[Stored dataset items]
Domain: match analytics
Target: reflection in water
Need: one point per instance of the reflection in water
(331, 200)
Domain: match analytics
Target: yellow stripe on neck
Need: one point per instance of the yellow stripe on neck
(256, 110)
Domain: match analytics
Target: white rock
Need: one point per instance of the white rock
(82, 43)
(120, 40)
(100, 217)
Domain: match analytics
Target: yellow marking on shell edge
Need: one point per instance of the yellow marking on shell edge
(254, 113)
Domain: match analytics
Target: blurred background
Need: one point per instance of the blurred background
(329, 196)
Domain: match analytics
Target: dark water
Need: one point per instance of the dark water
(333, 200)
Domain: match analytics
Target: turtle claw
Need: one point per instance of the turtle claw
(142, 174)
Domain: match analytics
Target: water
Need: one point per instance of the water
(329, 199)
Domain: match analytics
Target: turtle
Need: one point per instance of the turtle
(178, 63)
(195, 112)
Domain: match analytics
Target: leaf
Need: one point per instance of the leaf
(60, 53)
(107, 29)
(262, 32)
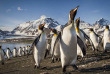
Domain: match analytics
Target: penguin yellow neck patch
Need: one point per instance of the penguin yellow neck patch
(77, 29)
(55, 35)
(91, 31)
(106, 29)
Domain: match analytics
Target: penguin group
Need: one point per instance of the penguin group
(64, 46)
(8, 54)
(67, 44)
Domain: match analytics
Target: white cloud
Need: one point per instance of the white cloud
(8, 10)
(4, 28)
(95, 11)
(19, 9)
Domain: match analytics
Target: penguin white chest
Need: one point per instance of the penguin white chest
(68, 46)
(106, 39)
(14, 52)
(1, 55)
(41, 45)
(94, 39)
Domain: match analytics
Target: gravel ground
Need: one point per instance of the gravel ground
(93, 63)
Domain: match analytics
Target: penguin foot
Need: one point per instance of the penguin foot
(105, 51)
(64, 69)
(36, 67)
(52, 61)
(75, 67)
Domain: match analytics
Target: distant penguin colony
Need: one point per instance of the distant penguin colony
(106, 39)
(39, 46)
(14, 52)
(2, 55)
(56, 51)
(65, 45)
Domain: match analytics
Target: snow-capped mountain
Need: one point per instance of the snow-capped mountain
(30, 27)
(102, 22)
(99, 25)
(3, 33)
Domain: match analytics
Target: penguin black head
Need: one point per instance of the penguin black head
(77, 24)
(73, 13)
(91, 29)
(54, 31)
(41, 26)
(7, 48)
(107, 27)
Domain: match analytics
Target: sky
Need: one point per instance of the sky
(14, 12)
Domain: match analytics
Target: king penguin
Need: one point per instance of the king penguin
(106, 38)
(20, 52)
(14, 52)
(1, 56)
(8, 53)
(39, 46)
(57, 46)
(68, 42)
(94, 38)
(80, 52)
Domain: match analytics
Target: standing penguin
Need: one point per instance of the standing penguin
(14, 52)
(68, 43)
(106, 38)
(24, 51)
(8, 53)
(80, 52)
(57, 46)
(39, 46)
(94, 38)
(1, 56)
(20, 52)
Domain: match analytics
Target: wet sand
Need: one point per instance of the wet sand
(93, 63)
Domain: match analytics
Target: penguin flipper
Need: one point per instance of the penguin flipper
(35, 42)
(56, 41)
(87, 37)
(82, 45)
(4, 52)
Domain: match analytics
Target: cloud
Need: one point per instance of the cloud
(19, 9)
(95, 11)
(4, 28)
(8, 10)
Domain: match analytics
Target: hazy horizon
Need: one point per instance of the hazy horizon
(14, 12)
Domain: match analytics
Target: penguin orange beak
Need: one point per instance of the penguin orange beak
(73, 13)
(43, 24)
(0, 46)
(77, 22)
(76, 8)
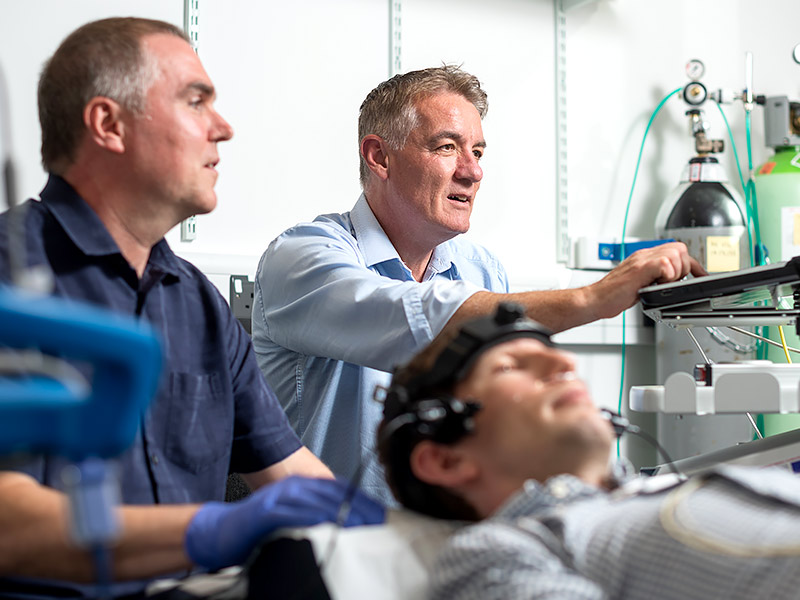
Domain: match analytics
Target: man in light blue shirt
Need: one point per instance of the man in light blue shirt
(341, 301)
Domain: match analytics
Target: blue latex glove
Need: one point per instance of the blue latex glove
(222, 534)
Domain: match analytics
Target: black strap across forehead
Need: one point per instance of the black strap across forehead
(476, 337)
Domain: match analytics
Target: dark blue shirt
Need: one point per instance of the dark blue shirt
(213, 411)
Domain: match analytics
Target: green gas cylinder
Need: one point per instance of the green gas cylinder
(778, 196)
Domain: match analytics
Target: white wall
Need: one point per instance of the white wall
(291, 76)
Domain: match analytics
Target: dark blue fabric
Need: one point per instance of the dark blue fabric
(213, 410)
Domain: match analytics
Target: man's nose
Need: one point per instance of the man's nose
(553, 362)
(221, 130)
(469, 168)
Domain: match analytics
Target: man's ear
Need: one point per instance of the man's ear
(440, 464)
(374, 152)
(103, 120)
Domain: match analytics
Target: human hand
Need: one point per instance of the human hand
(223, 534)
(617, 291)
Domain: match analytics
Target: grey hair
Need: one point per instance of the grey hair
(101, 58)
(389, 111)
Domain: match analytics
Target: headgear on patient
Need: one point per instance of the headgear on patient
(419, 405)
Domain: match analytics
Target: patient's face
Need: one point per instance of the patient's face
(538, 419)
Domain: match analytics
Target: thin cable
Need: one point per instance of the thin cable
(755, 427)
(762, 338)
(680, 528)
(624, 231)
(707, 360)
(741, 181)
(783, 345)
(726, 341)
(751, 192)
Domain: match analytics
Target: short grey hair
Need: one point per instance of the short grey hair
(101, 58)
(389, 111)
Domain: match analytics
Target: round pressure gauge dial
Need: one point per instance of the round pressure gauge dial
(695, 93)
(695, 69)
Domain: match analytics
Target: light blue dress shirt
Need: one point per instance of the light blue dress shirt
(335, 310)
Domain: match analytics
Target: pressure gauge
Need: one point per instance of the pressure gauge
(695, 93)
(695, 69)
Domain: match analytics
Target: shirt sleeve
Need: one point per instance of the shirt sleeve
(315, 295)
(497, 561)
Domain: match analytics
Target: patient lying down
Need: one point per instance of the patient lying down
(492, 425)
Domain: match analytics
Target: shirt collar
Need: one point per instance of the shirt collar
(89, 233)
(535, 497)
(377, 247)
(372, 240)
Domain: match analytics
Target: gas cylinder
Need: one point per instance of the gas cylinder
(707, 215)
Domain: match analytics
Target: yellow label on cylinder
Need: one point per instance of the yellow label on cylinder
(722, 253)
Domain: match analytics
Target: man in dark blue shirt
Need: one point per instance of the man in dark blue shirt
(129, 137)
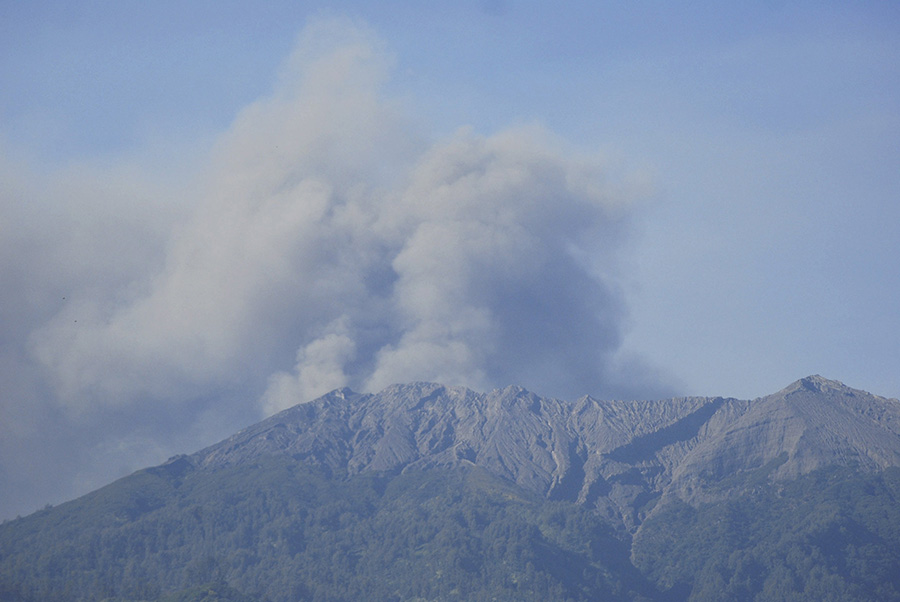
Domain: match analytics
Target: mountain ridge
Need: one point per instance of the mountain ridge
(616, 456)
(428, 492)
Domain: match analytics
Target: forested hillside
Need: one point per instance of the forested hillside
(396, 498)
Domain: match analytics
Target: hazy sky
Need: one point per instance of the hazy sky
(210, 211)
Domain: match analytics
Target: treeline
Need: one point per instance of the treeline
(279, 531)
(831, 535)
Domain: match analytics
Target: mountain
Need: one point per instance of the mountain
(430, 492)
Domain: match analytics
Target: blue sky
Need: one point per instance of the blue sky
(211, 210)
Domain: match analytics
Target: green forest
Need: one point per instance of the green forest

#### WHAT YOU WILL DO
The result should be a word-for-word restatement of all the data, without images.

#### THE COMPLETED TASK
Domain: match analytics
Target: reflection in water
Need: one point per instance of the reflection in water
(331, 200)
Domain: match analytics
Target: yellow stripe on neck
Need: one point per instance of the yellow stripe on neck
(256, 110)
Domain: match analytics
Target: white rock
Need: one point per instance of the white rock
(82, 43)
(120, 40)
(100, 217)
Domain: match analytics
Target: yellow marking on shell edge
Need: one point per instance of the yellow marking on shell edge
(254, 113)
Domain: match analytics
Target: blurred background
Need: one point per instance of the blurred background
(329, 196)
Domain: match analytics
Target: dark water
Need: one point per instance of the dark water
(333, 200)
Domain: match analytics
Target: turtle claw
Need: one point per instance of the turtle claw
(142, 174)
Domain: match analytics
Target: water
Need: one point per instance of the water
(329, 199)
Domain: match analytics
Target: turtle
Need: one point per instance of the turtle
(178, 63)
(195, 112)
Domain: match analytics
Target: leaf
Need: one point per instance of the leaf
(60, 53)
(107, 29)
(262, 32)
Domain: match analytics
Target: penguin yellow neck patch
Need: one point per instance of the penguin yellow neck patch
(77, 29)
(55, 35)
(91, 31)
(106, 29)
Domain: match analytics
Target: penguin group
Need: one point per instance of the penguin group
(64, 46)
(8, 54)
(67, 44)
Domain: match analytics
Target: white cloud
Need: one point per instance of the white cloud
(8, 10)
(4, 28)
(95, 11)
(19, 9)
Domain: match analytics
Target: penguin white chest
Need: one point per instance of the penguin white chest
(68, 46)
(106, 39)
(14, 52)
(1, 55)
(41, 45)
(94, 39)
Domain: match analytics
Target: gravel ground
Need: one point per instance of the gravel ground
(93, 63)
Domain: match analytics
Target: penguin foot
Need: one point per instance of the penguin foot
(105, 51)
(64, 69)
(36, 67)
(52, 61)
(75, 67)
Domain: match analytics
Target: distant penguin colony
Need: one point per instance of the distant penguin colony
(106, 39)
(39, 46)
(14, 52)
(2, 55)
(56, 51)
(65, 45)
Domain: match analytics
Target: snow-capped mountain
Need: one point per instance of the snow-capped mountain
(30, 27)
(102, 22)
(99, 25)
(3, 33)
Domain: match analytics
Target: penguin black head
Need: one point per instance of the penguin black head
(77, 24)
(73, 13)
(91, 29)
(54, 31)
(41, 26)
(7, 48)
(107, 27)
Domain: match analytics
Target: sky
Need: one point per instance of the sky
(14, 12)
Domain: match analytics
Target: king penguin
Need: one point per instance of the king penguin
(106, 38)
(20, 52)
(14, 52)
(1, 56)
(8, 53)
(39, 46)
(57, 46)
(68, 42)
(94, 38)
(80, 52)
Domain: match analytics
Target: standing penguin
Need: one point per instance of the standing penguin
(14, 52)
(68, 43)
(106, 38)
(24, 51)
(8, 53)
(80, 52)
(57, 46)
(39, 46)
(94, 38)
(1, 56)
(20, 52)
Domain: match analytics
Target: wet sand
Need: one point per instance of the wet sand
(93, 63)
Domain: match analytics
Target: penguin flipper
Need: one point per instance of the penguin flipper
(35, 42)
(56, 41)
(87, 37)
(82, 45)
(4, 52)
Domain: match analytics
Target: cloud
Need: one point per instance of the cloud
(19, 9)
(95, 11)
(4, 28)
(8, 10)
Domain: match analytics
Target: hazy horizon
Need: one point per instance of the hazy horizon
(14, 12)
Domain: match analytics
Target: penguin orange beak
Need: one point per instance of the penguin orange beak
(73, 13)
(43, 24)
(0, 46)
(77, 22)
(76, 8)
Domain: match analytics
Target: man in light blue shirt
Need: one point per instance of the man in light blue shirt
(341, 301)
Domain: match analytics
Target: blue latex glove
Need: one point per instance of the blue latex glove
(222, 534)
Domain: match analytics
Target: black strap across forehead
Need: one point per instance of the black strap across forehead
(476, 337)
Domain: match analytics
Target: dark blue shirt
Need: one point per instance of the dark blue shirt
(213, 411)
Domain: match analytics
Target: green gas cylinder
Need: one point per instance of the green gas cylinder
(778, 196)
Domain: match analytics
Target: white wall
Need: one point per instance of the white wall
(291, 76)
Domain: match analytics
Target: dark blue fabric
Need: one point per instance of the dark blue fabric
(213, 410)
Domain: match analytics
Target: man's nose
Need: one point per instance of the man's nose
(553, 362)
(221, 130)
(469, 168)
Domain: match analytics
Target: man's ear
Need: one point per instance of the man's ear
(440, 464)
(374, 152)
(103, 120)
Domain: match analytics
Target: human hand
Need: one point per instance of the human hand
(223, 534)
(617, 291)
Domain: match analytics
Target: grey hair
Need: one point per instance of the grey hair
(101, 58)
(389, 111)
Domain: match analytics
Target: headgear on patient
Need: one point per instance of the headgear on patient
(419, 405)
Domain: match analytics
Target: patient's face
Need: one point per instance of the patient's face
(538, 419)
Domain: match analytics
Target: thin cable
Need: one point per instance of the thin cable
(755, 427)
(762, 338)
(680, 528)
(624, 231)
(707, 360)
(741, 181)
(783, 345)
(726, 341)
(751, 192)
Domain: match analytics
Target: short grey hair
Need: one point per instance of the short grey hair
(101, 58)
(389, 111)
Domain: match analytics
Target: round pressure gauge dial
Need: one point per instance of the round pressure gauge dial
(695, 93)
(695, 69)
Domain: match analytics
Target: light blue dress shirt
Need: one point per instance of the light blue dress shirt
(335, 310)
Domain: match analytics
Target: pressure gauge
Need: one point per instance of the pressure gauge
(695, 93)
(695, 69)
Domain: match analytics
Target: shirt sleeve
Need: one point per instance of the shirt sleeve
(315, 295)
(497, 561)
Domain: match analytics
Target: patient lying down
Need: one point per instance of the patient lying down
(492, 425)
Domain: match analytics
Target: shirt collar
Need: one point per instance of the shirt collar
(89, 233)
(535, 497)
(377, 247)
(372, 240)
Domain: match analytics
Target: gas cylinder
Need: one point per instance of the gas cylinder
(707, 215)
Domain: match analytics
Target: yellow label on cylinder
Need: one point per instance of the yellow label on cylinder
(722, 253)
Domain: match analytics
Target: man in dark blue shirt
Need: one point per instance of the man in dark blue shirt
(129, 137)
Domain: match analytics
Target: mountain ridge
Need: one point per instance of the mountain ridge
(616, 456)
(428, 492)
Domain: match analytics
Target: forested hillside
Need: one point per instance of the forested hillside
(396, 498)
Domain: match analytics
Target: hazy sky
Need: one point per instance of the hazy sky
(210, 211)
Domain: match analytics
Target: treeline
Need: one point per instance of the treeline
(279, 531)
(831, 535)
Domain: match analytics
Target: mountain
Need: one point per instance of the mountain
(430, 492)
Domain: match analytics
Target: blue sky
Need: one point per instance of the blue sky
(211, 210)
Domain: match analytics
Target: green forest
Need: one point per instance of the green forest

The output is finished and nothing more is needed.